Russian politician (born 1965)

Viktor Anatolyevich Sheptiy (Виктор Анатольевич Шептий; born 25 December 1965) is a Russian politician, serving as a senator from Sverdlovsk Oblast since 20 September 2022.

== Career ==

Viktor Sheptiy was born on 25 December 1965 in Sverdlovsk. In 1989, he graduated from the Novosibirsk Higher Military Command School. From 1993, he worked in the Alpha Group, Federal Security Service Special Purpose Center. At the beginning of 2000s, he became the head of it. From 2004 to 2022, he was the deputy of the Legislative Assembly of Sverdlovsk Oblast. On 20 September 2022, he became the senator from Sverdlovsk Oblast.

Saved entries
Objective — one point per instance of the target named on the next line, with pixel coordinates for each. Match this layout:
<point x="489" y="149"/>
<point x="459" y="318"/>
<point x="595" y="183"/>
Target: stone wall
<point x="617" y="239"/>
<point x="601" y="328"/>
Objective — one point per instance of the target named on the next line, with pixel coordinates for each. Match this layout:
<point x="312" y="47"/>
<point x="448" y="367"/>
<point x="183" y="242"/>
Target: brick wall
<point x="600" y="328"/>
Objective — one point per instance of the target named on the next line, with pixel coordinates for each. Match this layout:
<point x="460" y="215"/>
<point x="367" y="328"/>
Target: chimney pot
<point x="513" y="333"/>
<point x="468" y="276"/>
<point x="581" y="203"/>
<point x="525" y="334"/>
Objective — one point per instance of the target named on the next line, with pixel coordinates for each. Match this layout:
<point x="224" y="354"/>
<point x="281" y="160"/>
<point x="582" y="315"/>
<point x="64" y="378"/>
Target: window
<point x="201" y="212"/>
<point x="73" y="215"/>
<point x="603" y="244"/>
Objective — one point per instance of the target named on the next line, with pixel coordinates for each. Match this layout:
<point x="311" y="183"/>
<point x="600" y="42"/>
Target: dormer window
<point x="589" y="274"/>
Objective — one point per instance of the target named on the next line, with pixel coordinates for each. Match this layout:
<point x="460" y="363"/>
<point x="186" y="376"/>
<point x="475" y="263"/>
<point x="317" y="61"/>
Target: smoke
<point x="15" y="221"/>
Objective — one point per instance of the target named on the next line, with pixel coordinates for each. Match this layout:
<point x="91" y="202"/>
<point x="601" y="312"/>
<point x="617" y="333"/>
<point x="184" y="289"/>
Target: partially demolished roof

WORK TASK
Please carry on the Viktor Sheptiy biography past its last sentence. These items stand apart from the Viktor Sheptiy biography.

REPLY TO THE TASK
===Sanctions===
Viktor Sheptiy is under personal sanctions introduced by the European Union, the United Kingdom, the United States, Canada, Switzerland, Australia, Ukraine, New Zealand, for ratifying the decisions of the "Treaty of Friendship, Cooperation and Mutual Assistance between the Russian Federation and the Donetsk People's Republic and between the Russian Federation and the Luhansk People's Republic" and providing political and economic support for Russia's annexation of Ukrainian territories.